Copy each of the records below word for word, leaving out the pictures.

▽

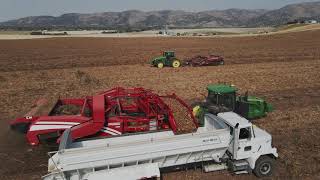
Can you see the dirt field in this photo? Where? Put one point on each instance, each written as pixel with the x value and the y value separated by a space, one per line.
pixel 284 69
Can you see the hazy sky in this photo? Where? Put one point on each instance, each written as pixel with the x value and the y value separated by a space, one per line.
pixel 11 9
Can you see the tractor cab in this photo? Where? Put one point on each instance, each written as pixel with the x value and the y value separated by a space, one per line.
pixel 168 54
pixel 224 98
pixel 168 58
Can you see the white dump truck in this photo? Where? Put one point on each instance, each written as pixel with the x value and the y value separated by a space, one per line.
pixel 226 141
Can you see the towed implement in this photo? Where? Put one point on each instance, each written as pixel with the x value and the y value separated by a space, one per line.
pixel 111 113
pixel 226 141
pixel 211 60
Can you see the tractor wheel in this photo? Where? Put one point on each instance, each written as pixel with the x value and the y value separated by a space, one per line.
pixel 160 65
pixel 264 166
pixel 176 63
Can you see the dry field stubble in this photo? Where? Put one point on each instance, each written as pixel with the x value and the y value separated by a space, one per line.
pixel 284 69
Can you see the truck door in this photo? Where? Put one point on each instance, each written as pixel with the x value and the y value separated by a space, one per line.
pixel 245 143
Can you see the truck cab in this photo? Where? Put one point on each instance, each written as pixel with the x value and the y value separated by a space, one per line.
pixel 251 148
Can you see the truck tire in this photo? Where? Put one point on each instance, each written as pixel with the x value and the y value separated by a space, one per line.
pixel 264 167
pixel 176 63
pixel 160 65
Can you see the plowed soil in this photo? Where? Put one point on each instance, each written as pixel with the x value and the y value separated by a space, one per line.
pixel 284 69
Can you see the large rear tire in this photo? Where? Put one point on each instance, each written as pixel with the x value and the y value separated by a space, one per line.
pixel 264 167
pixel 176 63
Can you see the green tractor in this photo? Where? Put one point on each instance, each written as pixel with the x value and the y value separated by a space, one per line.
pixel 167 59
pixel 223 98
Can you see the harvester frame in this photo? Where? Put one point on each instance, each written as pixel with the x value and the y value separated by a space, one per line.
pixel 107 114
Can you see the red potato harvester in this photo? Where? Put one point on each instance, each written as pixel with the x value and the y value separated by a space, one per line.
pixel 111 113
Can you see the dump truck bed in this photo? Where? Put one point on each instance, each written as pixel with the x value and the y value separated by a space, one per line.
pixel 165 149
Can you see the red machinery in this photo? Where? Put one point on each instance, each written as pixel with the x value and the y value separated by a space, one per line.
pixel 114 112
pixel 211 60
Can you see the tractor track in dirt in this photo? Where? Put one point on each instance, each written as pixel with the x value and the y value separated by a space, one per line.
pixel 283 69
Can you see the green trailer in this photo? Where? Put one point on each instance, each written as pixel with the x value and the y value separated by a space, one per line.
pixel 223 98
pixel 167 59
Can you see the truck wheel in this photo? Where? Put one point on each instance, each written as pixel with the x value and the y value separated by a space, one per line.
pixel 264 166
pixel 160 65
pixel 176 64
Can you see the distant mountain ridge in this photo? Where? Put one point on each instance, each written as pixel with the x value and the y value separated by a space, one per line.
pixel 174 18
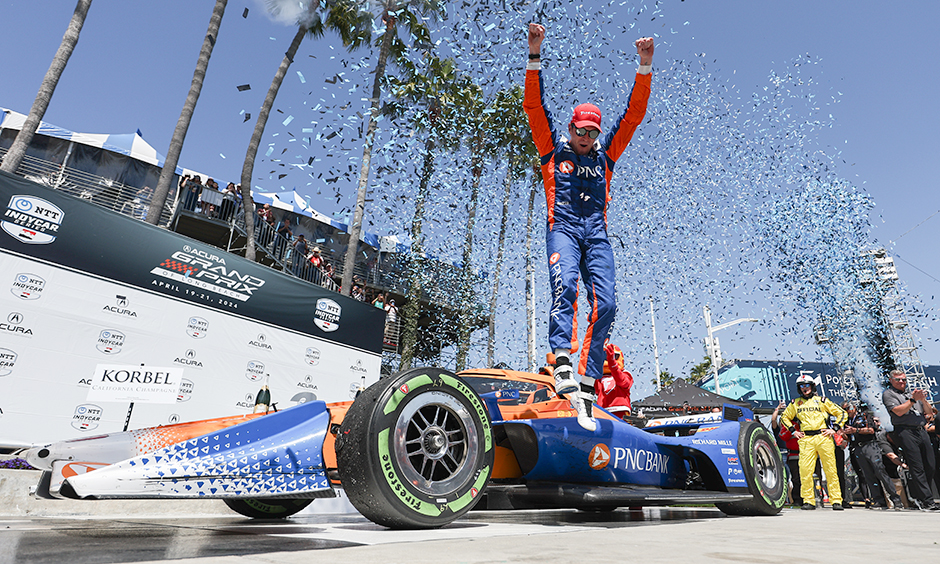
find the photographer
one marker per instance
(907, 409)
(867, 455)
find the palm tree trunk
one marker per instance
(412, 307)
(355, 228)
(17, 151)
(530, 270)
(162, 190)
(249, 166)
(507, 191)
(466, 281)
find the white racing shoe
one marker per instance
(585, 415)
(564, 380)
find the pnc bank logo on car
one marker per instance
(599, 457)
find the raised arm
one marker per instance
(540, 121)
(620, 135)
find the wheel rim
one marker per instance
(765, 464)
(436, 443)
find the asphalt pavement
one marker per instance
(556, 536)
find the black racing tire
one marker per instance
(266, 508)
(415, 450)
(763, 470)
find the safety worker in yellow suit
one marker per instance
(815, 439)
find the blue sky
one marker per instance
(875, 71)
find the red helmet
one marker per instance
(618, 358)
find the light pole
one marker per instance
(659, 385)
(711, 343)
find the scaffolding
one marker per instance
(877, 272)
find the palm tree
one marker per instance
(432, 91)
(353, 26)
(393, 12)
(182, 124)
(477, 120)
(517, 141)
(18, 150)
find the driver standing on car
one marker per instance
(815, 439)
(577, 171)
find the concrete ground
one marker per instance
(107, 532)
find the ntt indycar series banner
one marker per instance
(98, 310)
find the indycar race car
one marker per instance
(421, 448)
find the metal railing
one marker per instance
(108, 193)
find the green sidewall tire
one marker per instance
(266, 508)
(394, 462)
(763, 470)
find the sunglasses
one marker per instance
(582, 131)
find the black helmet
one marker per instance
(805, 379)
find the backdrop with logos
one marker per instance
(99, 311)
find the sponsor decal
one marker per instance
(247, 403)
(27, 286)
(590, 171)
(7, 361)
(312, 356)
(254, 371)
(86, 417)
(188, 359)
(712, 442)
(640, 460)
(14, 325)
(186, 390)
(260, 342)
(307, 383)
(110, 341)
(327, 315)
(207, 271)
(120, 307)
(75, 468)
(146, 384)
(686, 420)
(599, 457)
(32, 220)
(197, 327)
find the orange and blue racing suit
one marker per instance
(577, 190)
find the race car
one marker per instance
(421, 448)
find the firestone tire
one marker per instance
(266, 508)
(415, 450)
(763, 470)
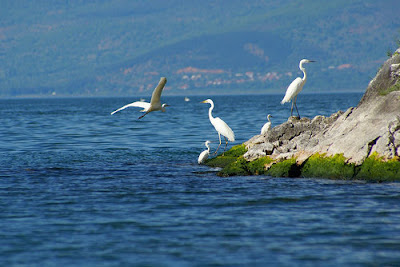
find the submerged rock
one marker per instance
(344, 143)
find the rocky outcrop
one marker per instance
(373, 126)
(351, 144)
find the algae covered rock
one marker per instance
(360, 143)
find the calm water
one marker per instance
(81, 187)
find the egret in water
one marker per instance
(204, 155)
(295, 87)
(220, 126)
(267, 127)
(154, 104)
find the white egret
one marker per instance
(295, 87)
(220, 126)
(267, 127)
(154, 104)
(204, 155)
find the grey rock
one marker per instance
(372, 126)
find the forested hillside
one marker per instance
(122, 47)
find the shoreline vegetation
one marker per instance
(362, 143)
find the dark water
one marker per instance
(81, 187)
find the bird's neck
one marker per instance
(304, 72)
(210, 112)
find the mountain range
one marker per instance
(122, 47)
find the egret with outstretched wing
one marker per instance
(155, 103)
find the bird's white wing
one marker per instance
(223, 129)
(266, 128)
(155, 97)
(293, 89)
(138, 104)
(203, 156)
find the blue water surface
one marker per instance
(81, 187)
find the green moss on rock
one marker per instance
(257, 167)
(238, 167)
(374, 168)
(335, 167)
(229, 157)
(236, 151)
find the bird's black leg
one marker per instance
(295, 100)
(142, 116)
(219, 135)
(226, 144)
(291, 110)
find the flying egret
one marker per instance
(266, 126)
(154, 104)
(220, 126)
(295, 87)
(204, 155)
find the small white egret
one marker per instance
(220, 126)
(154, 104)
(204, 155)
(295, 87)
(267, 127)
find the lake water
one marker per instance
(81, 187)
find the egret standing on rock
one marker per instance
(220, 126)
(295, 87)
(204, 155)
(154, 104)
(266, 126)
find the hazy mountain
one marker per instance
(122, 47)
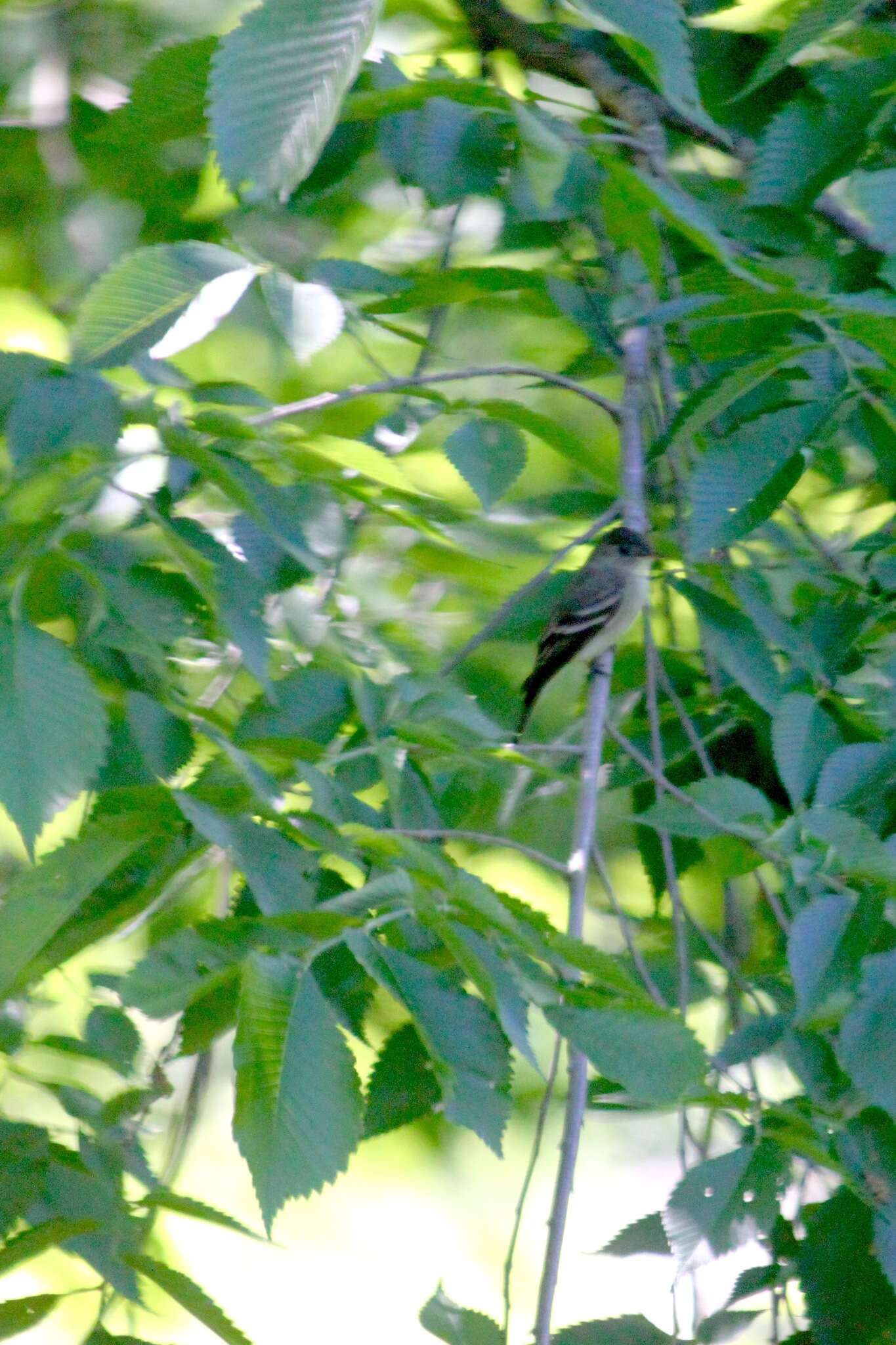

△

_RESULT:_
Can you see the dirt field in this photo? Where? Put one point on each instance, each written as pixel with the x value and the y value separated by a space, one per line.
pixel 284 69
Can you see the hazy sky in this photo? Where? Put one point on each instance, each written as pixel with the x value and the y value separated by a space, one per line.
pixel 11 9
Can you see the tractor cab in this photo? Where? Put one point on each instance, each written as pixel with the x value and the y value separated by a space, one per line.
pixel 168 54
pixel 224 98
pixel 168 58
Can you see the white dump truck in this photo? Where? Put one point on each instance, each written as pixel with the x value and the y value separated by a space, one per line.
pixel 226 141
Can you see the towed implement in this photo? Where? Put one point on each instance, each written as pixel with the x value and the y value separated by a space, one per line.
pixel 111 113
pixel 226 141
pixel 211 60
Can you see the tractor wheel in this photo? Where? Put one point on each instance, each written as pixel with the x value and the y value separated by a space, one per line.
pixel 160 65
pixel 264 166
pixel 176 63
Can you see the dry field stubble in this photo? Where? Put one point on each instance, each written as pixel with the x value and the y value separated by a space, one per line.
pixel 284 69
Can you see the truck door in this photo? Where? Put one point on each instance, each written as pixel with the x value and the y value separated by a space, one per line.
pixel 245 143
Can you see the truck cab in this photo? Where? Put one point on each instance, each written as pixel with the x value and the y value separated by a space, one per line.
pixel 251 148
Can you see the truck tire in this photo? Where? Put one point on each instance, each written as pixel with the x value and the y value separated by a space, one per line.
pixel 264 167
pixel 176 63
pixel 160 65
Can you see the plowed soil in this photo? Where? Put one point on each instance, each written as pixel with the x value and the y value separated by a space, one per line.
pixel 284 69
Can you see the large rear tire in this photo? Where? Put one point on each instance, each written as pixel with the x value and the y value separated by a space, one per line.
pixel 264 167
pixel 176 63
Can you see the green tractor in this photo? Where? Put one point on each instance, each written as pixel with the x value and the y value separated by a space, one per line.
pixel 167 59
pixel 223 98
Can you see the harvester frame in this photo? Where? Put one point on each instance, each written as pixel with the x value and the y value separated by a space, one per line.
pixel 107 114
Can you see the red potato harvester in this photo? Where? Put one point on each instance, each written as pixel with the x value and the y value separated by a space, one per line.
pixel 111 113
Can you see the dump truck bed in this photo? Where? Put one point on each instance, each written as pixel with the x value and the y value separated by a space, one per line.
pixel 165 149
Can you see the red machinery in this photo? Where? Put one point on each instance, each written as pixel with the x value and the y value separated by a space, one per line.
pixel 114 112
pixel 211 60
Can you see the tractor track in dirt in this photo? Where? Put one point on each instance, each written as pixel with the x value and the y value separated by a space, one per line.
pixel 283 69
Can you see the green trailer in this photo? Where? Put one point on each instance, each written as pixel with the x value and the y value separated by a space, one per line.
pixel 223 98
pixel 167 59
Can you see the truck wheel in this photo? Where? Put one point on each instance, each written as pixel with the x value and the y value separated by a space, one per line.
pixel 264 166
pixel 160 65
pixel 176 64
Can you see the distant mountain ridge in this photo? Where? Put one point on each instance, each written as pixel with the x value and the y value separated by a space, one per line.
pixel 174 18
find the photographer
one marker per instance
(907, 409)
(867, 455)
find the palm tree trunk
one marker per instance
(412, 307)
(355, 228)
(17, 151)
(530, 270)
(162, 190)
(249, 166)
(507, 191)
(466, 281)
find the white racing shoe
one marker per instance
(585, 415)
(564, 380)
find the pnc bank logo on car
one marker per instance
(599, 457)
find the raised arm
one marker per instance
(540, 121)
(620, 135)
find the wheel rim
one marker per instance
(765, 464)
(436, 443)
find the asphalt pavement
one marker per instance
(556, 536)
find the black racing tire
one marker per instance
(266, 508)
(415, 450)
(763, 470)
find the safety worker in yellow suit
one marker per instance
(815, 439)
find the blue sky
one marker per instance
(875, 71)
find the red helmet
one marker per instance
(618, 358)
find the light pole
one marker per instance
(659, 385)
(711, 343)
find the scaffolding
one marker per instance
(877, 272)
find the palm tree
one marker per instance
(432, 91)
(353, 26)
(393, 12)
(182, 124)
(477, 120)
(517, 141)
(18, 150)
find the driver standing on car
one marker per instance
(815, 439)
(577, 171)
find the concrete ground
one marker per instance
(107, 532)
find the ntt indycar series banner
one marker per instance
(98, 310)
find the indycar race car
one marker per instance
(421, 448)
find the metal railing
one marker per instance
(108, 193)
find the green sidewall tire
one marker per instance
(266, 508)
(394, 462)
(763, 470)
find the sunglasses
one marker per instance
(582, 131)
find the black helmet
one marker per instance
(805, 379)
find the backdrop with logos
one marker per instance
(99, 311)
find the sponsor decal
one marker per instance
(247, 403)
(27, 286)
(590, 171)
(7, 361)
(312, 356)
(254, 371)
(86, 417)
(188, 359)
(712, 442)
(640, 460)
(14, 325)
(186, 390)
(260, 342)
(307, 383)
(110, 341)
(327, 315)
(207, 271)
(120, 307)
(75, 468)
(146, 384)
(686, 420)
(599, 457)
(32, 220)
(197, 327)
find the orange and blue racing suit
one marker per instance
(577, 190)
find the race car
one marker per instance
(421, 448)
find the firestone tire
one marker per instance
(266, 508)
(415, 450)
(763, 470)
find the submerged rock
one marker per instance
(344, 143)
find the rocky outcrop
one marker per instance
(373, 126)
(351, 144)
find the algae covered rock
one marker per instance
(360, 143)
find the calm water
one marker per instance
(81, 187)
find the egret in water
one marker per instance
(204, 155)
(295, 87)
(220, 126)
(267, 127)
(154, 104)
find the white egret
one marker per instance
(295, 87)
(220, 126)
(267, 127)
(154, 104)
(204, 155)
find the grey rock
one marker per instance
(372, 126)
find the forested hillside
one marker per instance
(122, 47)
find the shoreline vegetation
one marker per instance
(362, 143)
find the dark water
one marker per instance
(81, 187)
find the bird's neck
one marker per instance
(304, 72)
(210, 112)
find the mountain range
one marker per instance
(122, 47)
find the egret with outstretched wing
one marker per instance
(155, 103)
find the bird's white wing
one marker per instance
(223, 129)
(266, 128)
(155, 97)
(293, 89)
(138, 104)
(203, 156)
find the blue water surface
one marker per instance
(81, 187)
find the green moss on rock
one marker per instance
(257, 167)
(238, 167)
(374, 168)
(335, 167)
(229, 157)
(236, 151)
find the bird's black leg
one marker per instance
(295, 100)
(142, 116)
(219, 135)
(226, 144)
(291, 110)
find the flying egret
one marker per instance
(266, 126)
(154, 104)
(220, 126)
(295, 87)
(204, 155)
find the small white egret
one marker per instance
(220, 126)
(154, 104)
(204, 155)
(295, 87)
(267, 127)
find the lake water
one marker per instance
(81, 187)
find the egret standing on rock
one marker per instance
(220, 126)
(295, 87)
(204, 155)
(154, 104)
(266, 126)
find the hazy mountain
one marker per instance
(122, 47)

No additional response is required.